"I'm Done with You"
I wish it weren't the case, but there are some really toxic, negative people in the world. And they can be downright draining, even people in your inner circle; a whiny friend on social media, your hurtful parent, nasty co-worker or maybe your partner isn't be happy for your success. These people are exhausting to be around and must be dealt with, possibly even removed from your life. Sounds harsh but in some cases super necessary for your well-being.
Of course, it's up to you to decide when and if someone should be kicked to the curb. After all, everyone has a different threshold for how much negativity they can endure, and everyone's definition of negativity is different. One comment might be viewed as hilarious sarcasm to one person, while feeling like a total punch in the gut to another. So I'm not here to say who you should get rid of, I just to remind you that you are worthy of a healthy environment, whatever that is for you.
Negative people create toxic relationships
So how do we know what a negative, unhealthy person is? Someone who complains and dumps their problems on you but doesn’t do anything to change their situation. Someone who is not supportive. Someone who only gossips, complains, moans and bitches. Someone who makes you feel badly about yourself. Someone who shoots down your bright ideas, big goals, or bold (maybe even risky) decisions.
The sad part is that a lot of the times negative people have no idea they're bringing everyone down. Pessimism and dark cloud-y thoughts have become their MO, and they get to the point where they don't even know how to talk without making a withering comment.
When you get a sense that something’s not right in your interactions with someone, run through your mental boundary checklist and enforce these boundaries
Moving past toxic relationships requires true acceptance of the fact that you can’t force toxic people to change. Toxic people are motivated by their own complex problems and needs.
They will drain your resources by constantly pushing you to work harder to please them, making you compromise more and more. This is exhausting and transgresses all acceptable relationship boundaries. Give some serious thought to what you will tolerate.
In some cases toxic people create drama deliberately in order to attract more attention and engage in manipulation, to have you on their side. You might feel bad, but remember that you’re not dealing with a genuine person in distress.
Toxic people often throw tantrums when they feel ignored. This is usually because you’re stopping them from being able to control or manipulate you.
Cut those ties
It may sound dramatic, but if things aren't better by this point, then you might want to consider cutting ties. Or at least limiting you contact and interaction with them.
Part of removing toxic people from your life involves reducing their power over your emotions and that requires recognizing that they’re not really seeing you when they’re hurting you.
In truth, they’re projecting onto you the parts of themselves they don’t want to acknowledge or accept so that they can pour all their suppressed self-hatred into attacking you. See their cruel behavior for what it is: a way of avoiding the truth about themselves.
Conflict with toxic people requires huge amounts of energy and time. Just remember you don’t need to engage in every fight that they might try to instigate.
Negative people can be harmless annoyances on Facebook, the occasional complainers, or full-blown pessimistic drags. Decide how harmful the person is, and then take steps to creating a more positive, peaceful life.
Finally, removing toxic people from your life can be deeply painful, as you may deeply care for some of these people in spite of how difficult it is to have them in your life.
To maintain your resilience and cope with any sadness, stay in close contact with those who make you feel safe, cherished and happy. These are the people who will model healthy friendships and relationships, reminding you exactly why you are choosing to sever toxic ones.

(PROBLEM REQUIREMENTS):
Copy word for word the part of the text on toxic people that opens with the words containing "In truth, they’re" and closes with "try to instigate.".

(RECORDS):

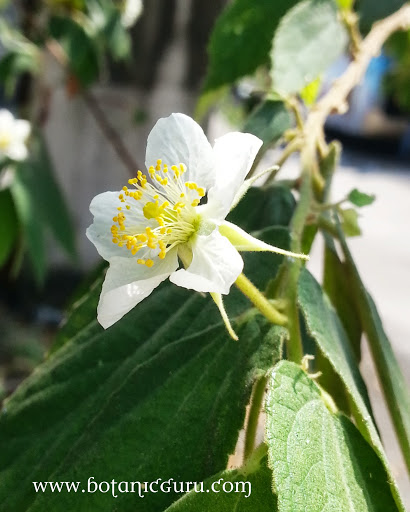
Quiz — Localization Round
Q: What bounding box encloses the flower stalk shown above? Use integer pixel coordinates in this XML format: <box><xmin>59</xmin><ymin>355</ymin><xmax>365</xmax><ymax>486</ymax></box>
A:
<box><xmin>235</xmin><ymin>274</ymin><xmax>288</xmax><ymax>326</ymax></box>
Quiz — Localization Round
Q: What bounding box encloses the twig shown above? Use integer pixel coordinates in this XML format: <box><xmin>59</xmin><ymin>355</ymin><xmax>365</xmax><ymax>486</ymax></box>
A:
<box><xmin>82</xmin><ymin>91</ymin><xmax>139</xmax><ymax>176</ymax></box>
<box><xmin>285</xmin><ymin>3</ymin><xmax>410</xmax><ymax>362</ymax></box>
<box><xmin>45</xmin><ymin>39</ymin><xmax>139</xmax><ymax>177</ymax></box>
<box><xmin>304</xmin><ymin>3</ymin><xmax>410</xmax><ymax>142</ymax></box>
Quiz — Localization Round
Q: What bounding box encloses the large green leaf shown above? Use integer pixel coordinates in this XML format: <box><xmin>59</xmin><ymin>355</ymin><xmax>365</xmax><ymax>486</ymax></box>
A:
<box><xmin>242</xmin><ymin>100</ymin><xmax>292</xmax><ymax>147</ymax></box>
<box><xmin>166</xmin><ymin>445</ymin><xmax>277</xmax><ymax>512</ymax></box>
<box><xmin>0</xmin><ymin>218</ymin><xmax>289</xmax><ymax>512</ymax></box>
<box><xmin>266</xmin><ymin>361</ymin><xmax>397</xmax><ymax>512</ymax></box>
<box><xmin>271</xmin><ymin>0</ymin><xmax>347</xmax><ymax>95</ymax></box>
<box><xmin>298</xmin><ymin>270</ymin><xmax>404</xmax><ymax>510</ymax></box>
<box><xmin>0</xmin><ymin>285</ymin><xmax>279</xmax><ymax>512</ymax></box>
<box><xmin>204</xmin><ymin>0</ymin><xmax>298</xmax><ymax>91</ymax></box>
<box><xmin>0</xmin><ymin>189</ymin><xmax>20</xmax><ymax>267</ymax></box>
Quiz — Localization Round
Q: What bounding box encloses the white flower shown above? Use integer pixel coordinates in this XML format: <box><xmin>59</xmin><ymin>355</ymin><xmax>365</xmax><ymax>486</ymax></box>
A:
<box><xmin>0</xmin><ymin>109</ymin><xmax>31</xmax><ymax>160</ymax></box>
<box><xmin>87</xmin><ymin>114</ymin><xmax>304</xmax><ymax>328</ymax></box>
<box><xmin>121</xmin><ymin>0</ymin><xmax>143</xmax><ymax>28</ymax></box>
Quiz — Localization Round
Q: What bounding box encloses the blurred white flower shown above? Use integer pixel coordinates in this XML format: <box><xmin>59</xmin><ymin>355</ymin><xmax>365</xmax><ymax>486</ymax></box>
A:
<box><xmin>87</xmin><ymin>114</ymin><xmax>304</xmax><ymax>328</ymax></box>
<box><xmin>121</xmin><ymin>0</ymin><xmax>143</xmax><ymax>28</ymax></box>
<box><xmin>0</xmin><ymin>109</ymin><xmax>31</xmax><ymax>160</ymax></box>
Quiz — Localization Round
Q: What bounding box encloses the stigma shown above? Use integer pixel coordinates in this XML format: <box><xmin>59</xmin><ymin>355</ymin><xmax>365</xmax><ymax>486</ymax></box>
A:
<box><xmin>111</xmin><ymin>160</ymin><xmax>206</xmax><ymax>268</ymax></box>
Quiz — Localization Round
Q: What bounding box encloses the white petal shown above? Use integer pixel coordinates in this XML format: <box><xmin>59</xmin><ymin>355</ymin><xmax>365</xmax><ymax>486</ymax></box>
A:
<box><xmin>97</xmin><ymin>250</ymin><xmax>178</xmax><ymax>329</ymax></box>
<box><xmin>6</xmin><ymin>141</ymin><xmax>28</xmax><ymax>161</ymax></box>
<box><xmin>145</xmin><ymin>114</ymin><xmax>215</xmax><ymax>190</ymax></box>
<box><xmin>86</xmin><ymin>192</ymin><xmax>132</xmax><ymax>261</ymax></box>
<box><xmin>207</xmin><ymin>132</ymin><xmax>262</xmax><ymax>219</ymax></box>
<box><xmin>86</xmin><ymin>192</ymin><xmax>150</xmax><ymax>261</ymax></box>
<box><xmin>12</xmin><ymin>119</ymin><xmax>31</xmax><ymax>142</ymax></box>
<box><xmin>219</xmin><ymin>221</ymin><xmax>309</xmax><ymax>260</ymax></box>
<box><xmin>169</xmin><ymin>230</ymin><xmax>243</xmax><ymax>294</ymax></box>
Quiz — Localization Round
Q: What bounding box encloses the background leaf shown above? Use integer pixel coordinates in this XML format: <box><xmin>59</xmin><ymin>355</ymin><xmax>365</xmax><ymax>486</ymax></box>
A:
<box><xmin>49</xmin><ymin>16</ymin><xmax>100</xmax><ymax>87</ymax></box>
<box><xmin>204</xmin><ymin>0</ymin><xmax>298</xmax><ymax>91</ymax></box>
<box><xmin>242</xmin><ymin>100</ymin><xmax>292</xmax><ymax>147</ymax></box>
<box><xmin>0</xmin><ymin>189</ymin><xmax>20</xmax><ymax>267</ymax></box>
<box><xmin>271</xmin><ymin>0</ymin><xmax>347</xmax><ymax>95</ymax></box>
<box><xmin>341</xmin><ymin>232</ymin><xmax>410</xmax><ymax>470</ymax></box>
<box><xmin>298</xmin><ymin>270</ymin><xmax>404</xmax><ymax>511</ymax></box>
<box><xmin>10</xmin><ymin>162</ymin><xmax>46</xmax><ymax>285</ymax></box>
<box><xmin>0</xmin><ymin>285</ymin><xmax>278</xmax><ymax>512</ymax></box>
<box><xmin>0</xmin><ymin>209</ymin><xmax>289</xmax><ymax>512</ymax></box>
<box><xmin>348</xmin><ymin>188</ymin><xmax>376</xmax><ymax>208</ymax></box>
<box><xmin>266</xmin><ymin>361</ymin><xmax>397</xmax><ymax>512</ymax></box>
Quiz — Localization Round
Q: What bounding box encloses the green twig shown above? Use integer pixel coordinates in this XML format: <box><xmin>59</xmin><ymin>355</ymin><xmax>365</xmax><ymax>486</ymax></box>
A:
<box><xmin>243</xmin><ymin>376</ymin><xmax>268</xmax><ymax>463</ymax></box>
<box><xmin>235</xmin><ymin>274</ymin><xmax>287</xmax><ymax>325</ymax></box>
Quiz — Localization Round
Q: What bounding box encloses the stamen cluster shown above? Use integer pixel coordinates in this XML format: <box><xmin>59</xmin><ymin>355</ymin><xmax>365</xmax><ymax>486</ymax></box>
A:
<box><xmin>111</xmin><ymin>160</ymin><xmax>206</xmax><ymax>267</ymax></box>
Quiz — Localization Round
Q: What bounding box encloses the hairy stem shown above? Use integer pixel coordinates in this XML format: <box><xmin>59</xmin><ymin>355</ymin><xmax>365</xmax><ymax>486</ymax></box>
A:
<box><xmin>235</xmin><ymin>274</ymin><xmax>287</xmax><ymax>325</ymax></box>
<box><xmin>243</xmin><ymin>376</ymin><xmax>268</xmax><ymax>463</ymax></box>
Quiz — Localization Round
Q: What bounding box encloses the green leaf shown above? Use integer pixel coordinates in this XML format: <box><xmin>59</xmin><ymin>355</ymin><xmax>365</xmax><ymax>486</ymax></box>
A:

(REPLY):
In truth, they’re projecting onto you the parts of themselves they don’t want to acknowledge or accept so that they can pour all their suppressed self-hatred into attacking you. See their cruel behavior for what it is: a way of avoiding the truth about themselves.
Conflict with toxic people requires huge amounts of energy and time. Just remember you don’t need to engage in every fight that they might try to instigate.